#### Prompt:
Starting at the first line below, copy through to the last line exactly.

#### Given information:

>>

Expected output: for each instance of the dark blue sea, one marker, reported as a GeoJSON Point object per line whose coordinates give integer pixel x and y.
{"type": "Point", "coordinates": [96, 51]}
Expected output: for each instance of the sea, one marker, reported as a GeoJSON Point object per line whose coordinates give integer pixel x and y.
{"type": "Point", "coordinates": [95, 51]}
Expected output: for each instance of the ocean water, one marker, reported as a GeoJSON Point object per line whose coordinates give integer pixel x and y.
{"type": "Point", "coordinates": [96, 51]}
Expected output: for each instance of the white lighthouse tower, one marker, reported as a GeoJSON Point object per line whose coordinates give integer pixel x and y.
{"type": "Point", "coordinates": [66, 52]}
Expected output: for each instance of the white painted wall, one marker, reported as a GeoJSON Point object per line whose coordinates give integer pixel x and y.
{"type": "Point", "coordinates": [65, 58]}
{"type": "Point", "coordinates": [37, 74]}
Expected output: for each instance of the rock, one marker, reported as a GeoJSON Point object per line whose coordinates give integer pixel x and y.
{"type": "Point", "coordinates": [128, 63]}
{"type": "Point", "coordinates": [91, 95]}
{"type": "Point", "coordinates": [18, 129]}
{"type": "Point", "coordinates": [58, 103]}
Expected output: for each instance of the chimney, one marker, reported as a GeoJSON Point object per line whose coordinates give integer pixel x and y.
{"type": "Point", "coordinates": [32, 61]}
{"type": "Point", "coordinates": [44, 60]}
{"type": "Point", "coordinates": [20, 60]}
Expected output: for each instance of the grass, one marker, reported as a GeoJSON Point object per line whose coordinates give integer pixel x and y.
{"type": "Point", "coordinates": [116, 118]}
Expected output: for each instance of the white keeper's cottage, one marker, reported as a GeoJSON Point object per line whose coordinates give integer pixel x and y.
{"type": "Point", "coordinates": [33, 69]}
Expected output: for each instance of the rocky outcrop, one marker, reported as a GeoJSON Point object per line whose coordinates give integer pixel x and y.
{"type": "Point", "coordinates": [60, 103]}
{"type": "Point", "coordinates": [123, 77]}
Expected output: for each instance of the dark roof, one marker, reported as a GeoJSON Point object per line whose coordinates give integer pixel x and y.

<<

#### Reply to the exercise:
Expected output: for each instance of the dark blue sea, one marker, reported as a GeoJSON Point object per line whose coordinates give integer pixel x and y.
{"type": "Point", "coordinates": [96, 51]}
Expected output: for each instance of the sea, one marker, reported as a GeoJSON Point object per line whose coordinates give integer pixel x and y.
{"type": "Point", "coordinates": [95, 51]}
Expected output: for each instance of the ocean water, one marker, reported as a GeoJSON Point object per line whose coordinates give integer pixel x and y.
{"type": "Point", "coordinates": [96, 51]}
Expected output: for each instance of the white lighthouse tower, one marker, reported as a GeoJSON Point object per line whose coordinates give integer pixel x and y.
{"type": "Point", "coordinates": [66, 52]}
Expected output: for each instance of the white painted wall, one marker, reported as a GeoJSON Point object per line whose coordinates give integer pixel x and y.
{"type": "Point", "coordinates": [65, 58]}
{"type": "Point", "coordinates": [37, 74]}
Expected output: for each instance of the rock, one marker, reported as a GeoJSON Point object per line whose coordinates give integer pixel x and y.
{"type": "Point", "coordinates": [128, 63]}
{"type": "Point", "coordinates": [91, 95]}
{"type": "Point", "coordinates": [18, 129]}
{"type": "Point", "coordinates": [58, 103]}
Expected output: for each instance of the chimney, one marker, reported as a GeoJSON Point object per line whose coordinates give integer pixel x and y.
{"type": "Point", "coordinates": [32, 61]}
{"type": "Point", "coordinates": [44, 60]}
{"type": "Point", "coordinates": [20, 60]}
Expected output: for each instance of the grass, one marker, reported as a GeoJSON Point object per line whose coordinates give integer pixel x and y.
{"type": "Point", "coordinates": [116, 118]}
Expected output: for each instance of the white keeper's cottage, one marker, reported as a GeoJSON Point object per line whose coordinates give integer pixel x and y.
{"type": "Point", "coordinates": [33, 69]}
Expected output: for each instance of the rocky outcrop, one marker, reported as a GeoJSON Point object per line whose coordinates give integer pixel x and y.
{"type": "Point", "coordinates": [60, 103]}
{"type": "Point", "coordinates": [123, 77]}
Expected output: for each instance of the dark roof, one marker, reported as a GeoJSON Point object per line whose coordinates give integer pixel x and y.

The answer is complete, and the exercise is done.